───── Text segment

Holes for GHC were inspired by the equivalent feature in its (twice removed) sister language, Agda. Holes are considerably more powerful in Agda, mostly due to the fact it is total, the compiler infers less, and thus Agda programs are rich with evidence, giving witness to many facts the compiler can use. As a result, it can derive more code for you. In particular, Agda can literally write your code based on holes. It's able to do things like write case-analysis' for you, based only on type structure, and what's in scope, and discharge all the 'trivial' cases. You do this in emacs, in one or two keystrokes. It's essentially a semi-automated feedback loop for development, and it makes sense because the tool is really working with a meaningful model of your code, only in sensible ways that type-check. It's great.

There is not necessarily a reason why this could not exist for e.g. the Emacs mode for Haskell. Just because Haskell is not total, doesn't mean we couldn't calculate useful code based on the type - it is just much harder, especially considering the multitudes of features and extensions GHC supports.

  • When I say 'legitimate' or 'useful', I mean, 'modulo divergent definitions.' Because Haskell is not total, it is possible to write divergent terms like let x = x in x, and the type of this expression is forall a. a, meaning I can prove anything with it. In the domain of Haskell semantics, this expression is in fact equivalent to undefined as well, because all bottoms are equal. I can prove that Blue is Green this way, or that Freedom is Slavery - I can inhabit any type, using these nonsensical terms. Logistically, you could say Haskell terms are complete, but not coherent/consistent. But divergent definitions here are not very legitimate, interesting, or useful, obviously, so ignore them (cue, "Fast and Loose reasoning is morally correct.")

──────────

Set problem a: Reproduce the passage from the text on typed holes, from "There is not" up to and including "extensions GHC supports.".

───── Records for this task

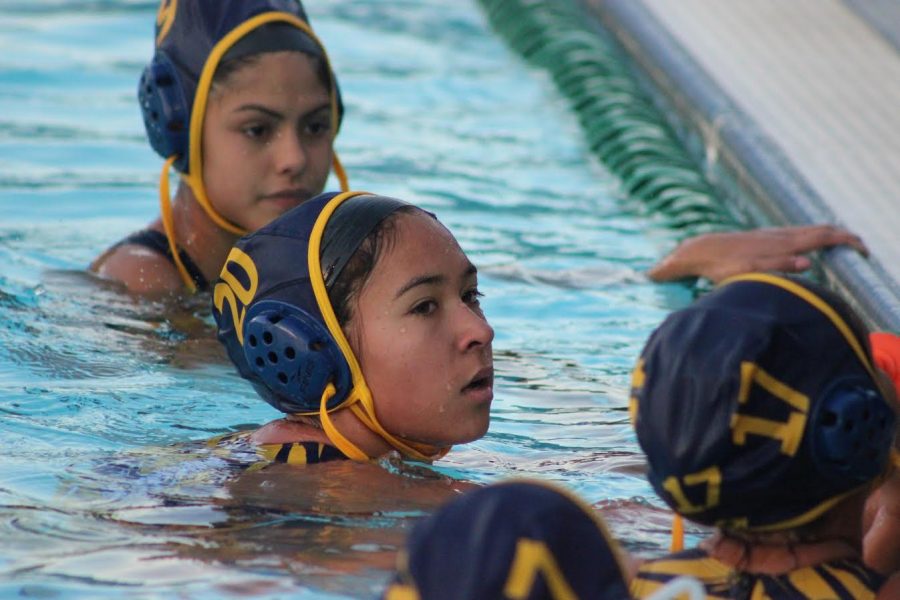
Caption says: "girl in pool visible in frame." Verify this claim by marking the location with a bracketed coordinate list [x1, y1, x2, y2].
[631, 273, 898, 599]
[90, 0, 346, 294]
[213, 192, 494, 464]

──────────
───── Records for this task

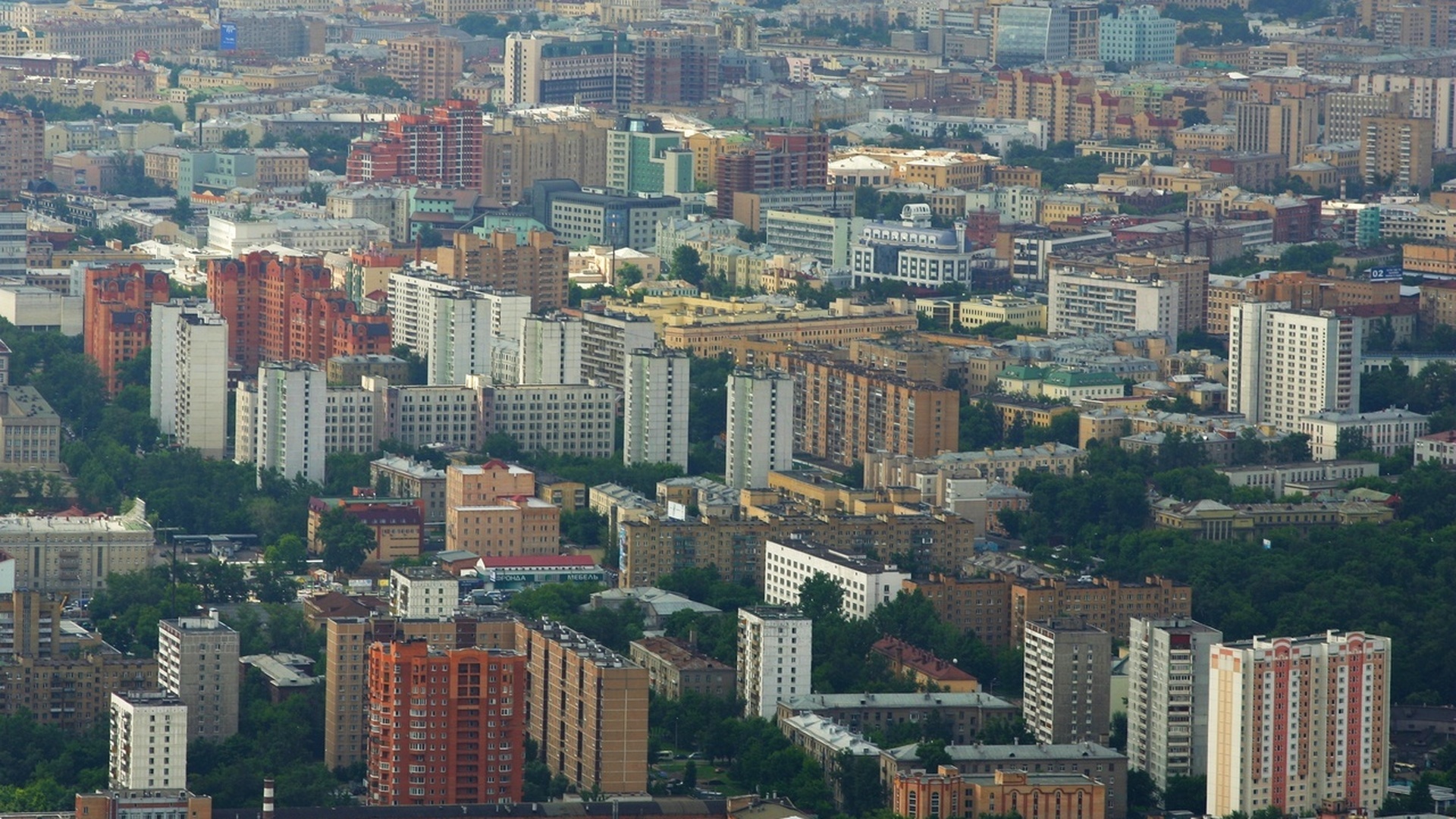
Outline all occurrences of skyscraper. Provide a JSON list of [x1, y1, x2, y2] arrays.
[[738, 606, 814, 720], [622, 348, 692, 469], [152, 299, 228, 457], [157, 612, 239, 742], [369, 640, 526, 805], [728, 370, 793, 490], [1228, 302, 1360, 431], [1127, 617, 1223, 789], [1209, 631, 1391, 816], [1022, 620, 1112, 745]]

──────────
───── Records for this task

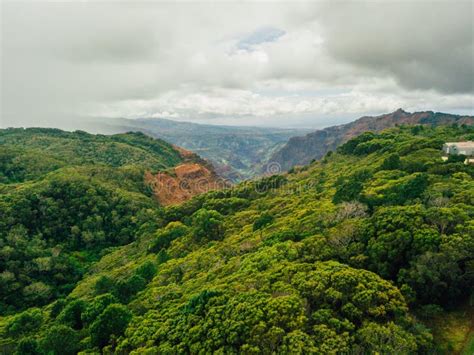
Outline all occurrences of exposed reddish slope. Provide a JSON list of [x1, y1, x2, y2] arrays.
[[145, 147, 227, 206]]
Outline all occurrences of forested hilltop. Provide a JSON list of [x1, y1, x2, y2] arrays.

──────────

Set problem b: Identify each line in the rows that contains the string "arrays", treating uppercase and lowercase as different.

Correct result a:
There is not necessarily a reason why this could not exist for e.g. the Emacs mode for Haskell. Just because Haskell is not total, doesn't mean we couldn't calculate useful code based on the type - it is just much harder, especially considering the multitudes of features and extensions GHC supports.

Correct result b:
Outline all occurrences of skyscraper. Provide a JSON list of [x1, y1, x2, y2] arrays.
Outline all occurrences of exposed reddish slope. Provide a JSON list of [x1, y1, x2, y2] arrays.
Outline all occurrences of forested hilltop. Provide a JSON list of [x1, y1, x2, y2] arrays.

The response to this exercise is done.